[Records supplied Boundary: Start]

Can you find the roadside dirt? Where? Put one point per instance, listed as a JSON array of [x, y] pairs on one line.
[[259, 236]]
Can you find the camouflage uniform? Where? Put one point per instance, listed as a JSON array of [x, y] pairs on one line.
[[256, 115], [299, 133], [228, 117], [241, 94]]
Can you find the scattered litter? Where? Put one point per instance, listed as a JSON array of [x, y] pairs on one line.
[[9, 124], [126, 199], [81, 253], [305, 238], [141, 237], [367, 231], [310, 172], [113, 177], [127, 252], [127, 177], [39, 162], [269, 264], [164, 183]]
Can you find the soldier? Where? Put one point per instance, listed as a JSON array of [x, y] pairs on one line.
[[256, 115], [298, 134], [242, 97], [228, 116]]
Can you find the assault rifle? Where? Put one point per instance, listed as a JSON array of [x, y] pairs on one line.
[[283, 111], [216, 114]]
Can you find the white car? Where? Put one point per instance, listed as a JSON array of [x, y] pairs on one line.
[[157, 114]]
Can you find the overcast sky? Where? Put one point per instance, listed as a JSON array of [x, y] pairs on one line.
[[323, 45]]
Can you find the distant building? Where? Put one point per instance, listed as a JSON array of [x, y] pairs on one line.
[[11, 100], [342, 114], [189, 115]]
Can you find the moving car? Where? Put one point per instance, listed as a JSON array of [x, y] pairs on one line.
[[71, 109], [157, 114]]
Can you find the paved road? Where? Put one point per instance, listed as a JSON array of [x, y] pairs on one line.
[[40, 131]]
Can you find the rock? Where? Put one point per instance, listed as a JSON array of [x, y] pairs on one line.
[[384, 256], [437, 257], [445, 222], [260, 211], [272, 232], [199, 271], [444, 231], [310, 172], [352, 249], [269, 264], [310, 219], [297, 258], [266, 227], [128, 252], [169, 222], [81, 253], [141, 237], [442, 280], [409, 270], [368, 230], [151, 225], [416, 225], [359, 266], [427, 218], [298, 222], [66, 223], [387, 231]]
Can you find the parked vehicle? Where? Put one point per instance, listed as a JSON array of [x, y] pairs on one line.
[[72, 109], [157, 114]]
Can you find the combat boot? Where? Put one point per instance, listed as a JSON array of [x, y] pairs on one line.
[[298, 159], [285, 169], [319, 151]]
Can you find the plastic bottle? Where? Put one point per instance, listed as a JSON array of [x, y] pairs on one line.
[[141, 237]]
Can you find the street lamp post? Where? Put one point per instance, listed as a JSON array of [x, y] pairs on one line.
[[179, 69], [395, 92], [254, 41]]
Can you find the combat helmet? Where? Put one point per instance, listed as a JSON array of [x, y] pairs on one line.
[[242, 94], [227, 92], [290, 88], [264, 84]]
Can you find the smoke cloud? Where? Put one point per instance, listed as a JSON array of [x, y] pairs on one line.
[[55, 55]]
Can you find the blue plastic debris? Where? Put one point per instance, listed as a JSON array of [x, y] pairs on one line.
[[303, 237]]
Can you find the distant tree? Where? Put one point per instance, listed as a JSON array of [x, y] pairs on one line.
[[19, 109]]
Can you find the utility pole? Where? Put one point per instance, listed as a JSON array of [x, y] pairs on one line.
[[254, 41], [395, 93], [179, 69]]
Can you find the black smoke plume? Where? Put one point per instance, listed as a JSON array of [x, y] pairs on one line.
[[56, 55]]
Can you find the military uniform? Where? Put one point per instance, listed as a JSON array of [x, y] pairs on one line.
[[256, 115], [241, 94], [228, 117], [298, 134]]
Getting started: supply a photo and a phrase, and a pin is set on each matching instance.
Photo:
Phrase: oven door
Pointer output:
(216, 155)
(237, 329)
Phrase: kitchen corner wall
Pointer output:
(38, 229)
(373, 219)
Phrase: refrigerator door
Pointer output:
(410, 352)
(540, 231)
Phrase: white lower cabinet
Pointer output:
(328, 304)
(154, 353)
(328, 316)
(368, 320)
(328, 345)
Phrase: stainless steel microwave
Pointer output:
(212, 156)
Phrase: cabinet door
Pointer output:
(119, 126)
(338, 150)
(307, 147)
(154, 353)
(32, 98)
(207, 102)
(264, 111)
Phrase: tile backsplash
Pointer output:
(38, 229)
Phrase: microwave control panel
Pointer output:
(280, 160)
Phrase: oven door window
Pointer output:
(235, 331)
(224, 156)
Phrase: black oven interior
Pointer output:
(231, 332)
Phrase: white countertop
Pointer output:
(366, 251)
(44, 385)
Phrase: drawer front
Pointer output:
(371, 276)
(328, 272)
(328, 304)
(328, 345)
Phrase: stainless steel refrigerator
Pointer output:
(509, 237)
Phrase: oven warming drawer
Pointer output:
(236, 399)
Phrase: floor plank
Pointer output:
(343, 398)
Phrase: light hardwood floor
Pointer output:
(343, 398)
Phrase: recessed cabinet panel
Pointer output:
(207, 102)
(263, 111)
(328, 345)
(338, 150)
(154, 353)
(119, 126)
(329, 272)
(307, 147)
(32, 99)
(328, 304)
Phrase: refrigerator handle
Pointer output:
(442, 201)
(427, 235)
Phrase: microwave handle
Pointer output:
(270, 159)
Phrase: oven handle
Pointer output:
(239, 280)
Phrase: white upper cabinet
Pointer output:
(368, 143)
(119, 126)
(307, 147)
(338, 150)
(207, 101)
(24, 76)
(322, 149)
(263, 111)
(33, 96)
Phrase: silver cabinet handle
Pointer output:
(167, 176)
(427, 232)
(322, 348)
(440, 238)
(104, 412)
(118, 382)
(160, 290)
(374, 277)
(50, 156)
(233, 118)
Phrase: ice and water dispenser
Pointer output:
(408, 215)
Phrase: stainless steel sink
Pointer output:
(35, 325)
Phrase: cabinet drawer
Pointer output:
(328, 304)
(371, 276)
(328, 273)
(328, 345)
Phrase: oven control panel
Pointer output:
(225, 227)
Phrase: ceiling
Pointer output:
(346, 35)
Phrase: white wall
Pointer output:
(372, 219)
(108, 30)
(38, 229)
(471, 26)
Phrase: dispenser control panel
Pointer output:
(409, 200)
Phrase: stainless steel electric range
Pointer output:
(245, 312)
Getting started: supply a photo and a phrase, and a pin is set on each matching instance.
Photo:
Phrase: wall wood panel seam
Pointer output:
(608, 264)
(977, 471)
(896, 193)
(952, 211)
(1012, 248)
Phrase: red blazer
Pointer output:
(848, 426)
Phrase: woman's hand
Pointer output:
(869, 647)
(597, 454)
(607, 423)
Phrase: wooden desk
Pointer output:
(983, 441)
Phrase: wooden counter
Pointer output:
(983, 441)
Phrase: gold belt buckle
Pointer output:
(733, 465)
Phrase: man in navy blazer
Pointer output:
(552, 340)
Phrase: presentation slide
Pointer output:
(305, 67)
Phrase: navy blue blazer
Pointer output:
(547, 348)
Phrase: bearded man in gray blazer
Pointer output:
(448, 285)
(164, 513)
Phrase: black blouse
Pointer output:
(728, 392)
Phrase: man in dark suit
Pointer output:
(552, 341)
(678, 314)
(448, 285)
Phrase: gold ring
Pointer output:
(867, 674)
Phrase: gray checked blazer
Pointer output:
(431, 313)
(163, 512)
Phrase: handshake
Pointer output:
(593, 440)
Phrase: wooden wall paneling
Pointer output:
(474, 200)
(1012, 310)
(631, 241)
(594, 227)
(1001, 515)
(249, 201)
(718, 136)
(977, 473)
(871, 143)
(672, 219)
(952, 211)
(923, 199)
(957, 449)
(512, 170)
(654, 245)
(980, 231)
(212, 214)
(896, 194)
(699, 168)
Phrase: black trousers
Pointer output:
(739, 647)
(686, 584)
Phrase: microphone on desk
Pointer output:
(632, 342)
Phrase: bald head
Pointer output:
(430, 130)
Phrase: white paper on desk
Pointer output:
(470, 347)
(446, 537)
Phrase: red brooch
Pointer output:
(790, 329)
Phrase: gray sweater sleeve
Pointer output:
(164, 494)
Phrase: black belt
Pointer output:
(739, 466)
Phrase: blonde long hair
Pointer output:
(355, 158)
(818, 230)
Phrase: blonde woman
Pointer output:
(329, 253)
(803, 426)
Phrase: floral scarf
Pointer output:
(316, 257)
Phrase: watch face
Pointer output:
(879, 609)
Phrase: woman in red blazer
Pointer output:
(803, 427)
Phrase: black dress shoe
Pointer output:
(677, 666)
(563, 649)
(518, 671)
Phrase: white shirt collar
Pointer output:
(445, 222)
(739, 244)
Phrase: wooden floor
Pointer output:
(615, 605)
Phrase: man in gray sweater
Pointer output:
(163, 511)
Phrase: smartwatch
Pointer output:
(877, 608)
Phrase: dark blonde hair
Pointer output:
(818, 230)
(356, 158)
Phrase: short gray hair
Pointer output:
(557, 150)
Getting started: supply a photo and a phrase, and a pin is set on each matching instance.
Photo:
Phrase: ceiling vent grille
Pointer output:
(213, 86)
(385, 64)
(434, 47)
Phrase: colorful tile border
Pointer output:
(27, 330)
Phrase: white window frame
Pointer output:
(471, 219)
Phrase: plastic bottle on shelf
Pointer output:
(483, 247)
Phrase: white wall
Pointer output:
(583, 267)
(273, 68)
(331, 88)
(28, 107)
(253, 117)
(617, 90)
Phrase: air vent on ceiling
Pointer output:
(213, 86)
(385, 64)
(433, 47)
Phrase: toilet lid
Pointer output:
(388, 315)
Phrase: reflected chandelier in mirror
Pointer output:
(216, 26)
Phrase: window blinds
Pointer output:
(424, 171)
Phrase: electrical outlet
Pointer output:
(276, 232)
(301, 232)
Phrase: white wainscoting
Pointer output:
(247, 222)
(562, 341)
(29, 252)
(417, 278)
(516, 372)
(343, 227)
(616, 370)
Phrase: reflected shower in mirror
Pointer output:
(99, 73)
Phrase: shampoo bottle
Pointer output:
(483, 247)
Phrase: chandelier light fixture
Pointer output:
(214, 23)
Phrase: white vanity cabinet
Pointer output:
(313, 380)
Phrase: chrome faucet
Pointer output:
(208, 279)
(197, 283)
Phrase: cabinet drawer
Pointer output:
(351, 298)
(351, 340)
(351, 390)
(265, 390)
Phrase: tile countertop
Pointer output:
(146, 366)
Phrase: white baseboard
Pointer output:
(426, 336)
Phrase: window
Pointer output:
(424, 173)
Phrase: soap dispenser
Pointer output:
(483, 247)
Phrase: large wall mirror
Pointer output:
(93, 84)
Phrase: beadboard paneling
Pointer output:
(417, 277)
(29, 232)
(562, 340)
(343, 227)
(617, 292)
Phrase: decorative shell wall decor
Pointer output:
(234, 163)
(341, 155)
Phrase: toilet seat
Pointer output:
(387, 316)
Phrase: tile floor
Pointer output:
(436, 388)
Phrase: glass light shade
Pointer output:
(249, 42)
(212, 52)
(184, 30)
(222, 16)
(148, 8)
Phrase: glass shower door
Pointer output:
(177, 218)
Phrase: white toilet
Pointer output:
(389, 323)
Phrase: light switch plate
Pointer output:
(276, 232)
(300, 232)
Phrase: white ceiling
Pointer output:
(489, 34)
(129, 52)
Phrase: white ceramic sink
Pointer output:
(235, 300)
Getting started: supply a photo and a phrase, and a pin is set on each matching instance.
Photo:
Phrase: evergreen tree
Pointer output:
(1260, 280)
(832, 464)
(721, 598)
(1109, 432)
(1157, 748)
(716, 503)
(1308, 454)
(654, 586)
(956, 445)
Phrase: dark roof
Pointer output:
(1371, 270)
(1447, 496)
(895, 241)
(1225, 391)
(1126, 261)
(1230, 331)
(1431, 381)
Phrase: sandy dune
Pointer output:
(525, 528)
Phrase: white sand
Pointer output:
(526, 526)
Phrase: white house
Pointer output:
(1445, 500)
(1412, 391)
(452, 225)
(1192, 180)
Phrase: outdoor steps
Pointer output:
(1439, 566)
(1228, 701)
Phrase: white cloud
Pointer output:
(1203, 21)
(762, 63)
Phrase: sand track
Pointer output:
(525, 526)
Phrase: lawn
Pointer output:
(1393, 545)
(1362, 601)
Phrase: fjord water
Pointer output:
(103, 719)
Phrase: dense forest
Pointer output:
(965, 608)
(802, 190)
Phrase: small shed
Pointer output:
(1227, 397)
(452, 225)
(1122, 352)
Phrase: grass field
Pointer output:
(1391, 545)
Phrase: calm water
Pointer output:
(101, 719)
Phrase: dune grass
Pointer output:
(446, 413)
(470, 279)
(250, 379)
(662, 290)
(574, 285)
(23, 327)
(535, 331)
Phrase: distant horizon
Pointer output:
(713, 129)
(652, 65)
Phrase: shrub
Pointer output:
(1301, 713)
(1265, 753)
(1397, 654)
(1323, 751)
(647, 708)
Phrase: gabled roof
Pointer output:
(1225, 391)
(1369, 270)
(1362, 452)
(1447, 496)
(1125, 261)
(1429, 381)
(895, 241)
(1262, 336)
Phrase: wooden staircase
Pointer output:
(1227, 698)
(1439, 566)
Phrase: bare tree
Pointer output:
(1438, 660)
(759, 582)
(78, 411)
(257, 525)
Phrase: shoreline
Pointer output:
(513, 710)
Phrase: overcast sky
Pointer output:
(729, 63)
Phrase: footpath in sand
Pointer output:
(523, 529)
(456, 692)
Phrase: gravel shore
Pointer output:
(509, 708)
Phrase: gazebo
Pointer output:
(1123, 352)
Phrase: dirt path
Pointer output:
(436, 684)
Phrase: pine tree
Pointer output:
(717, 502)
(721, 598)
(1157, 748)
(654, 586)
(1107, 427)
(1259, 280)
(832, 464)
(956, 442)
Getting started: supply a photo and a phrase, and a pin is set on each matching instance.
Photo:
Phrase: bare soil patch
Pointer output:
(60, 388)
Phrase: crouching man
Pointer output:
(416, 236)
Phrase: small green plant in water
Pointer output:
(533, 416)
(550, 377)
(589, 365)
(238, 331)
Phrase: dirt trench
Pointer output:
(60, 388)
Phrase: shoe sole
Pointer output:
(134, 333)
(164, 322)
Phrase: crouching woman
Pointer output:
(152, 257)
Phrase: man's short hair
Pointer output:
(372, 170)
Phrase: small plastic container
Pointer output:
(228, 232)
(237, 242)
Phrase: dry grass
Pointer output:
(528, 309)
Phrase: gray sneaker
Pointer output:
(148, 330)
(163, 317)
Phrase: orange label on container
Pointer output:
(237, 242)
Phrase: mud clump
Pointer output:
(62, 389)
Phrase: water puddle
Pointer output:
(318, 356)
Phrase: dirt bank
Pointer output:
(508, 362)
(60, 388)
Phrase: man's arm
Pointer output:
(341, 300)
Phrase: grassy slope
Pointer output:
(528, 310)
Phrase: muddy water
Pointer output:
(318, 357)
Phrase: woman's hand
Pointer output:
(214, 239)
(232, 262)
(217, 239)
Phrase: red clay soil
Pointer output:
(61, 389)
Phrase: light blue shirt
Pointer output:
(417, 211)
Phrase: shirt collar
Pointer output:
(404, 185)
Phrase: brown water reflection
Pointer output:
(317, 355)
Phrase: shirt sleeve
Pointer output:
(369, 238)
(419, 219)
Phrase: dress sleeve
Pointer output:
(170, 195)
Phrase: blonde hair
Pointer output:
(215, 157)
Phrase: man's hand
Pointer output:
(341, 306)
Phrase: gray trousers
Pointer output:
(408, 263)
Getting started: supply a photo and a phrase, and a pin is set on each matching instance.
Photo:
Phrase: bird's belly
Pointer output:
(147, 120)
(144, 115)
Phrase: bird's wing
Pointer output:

[Records supplied Boundary: End]

Work item: For every line above that includes the word "chandelier", return the line.

Solution for this exercise:
Phrase: reflected chandelier in mirror
Phrase: chandelier light fixture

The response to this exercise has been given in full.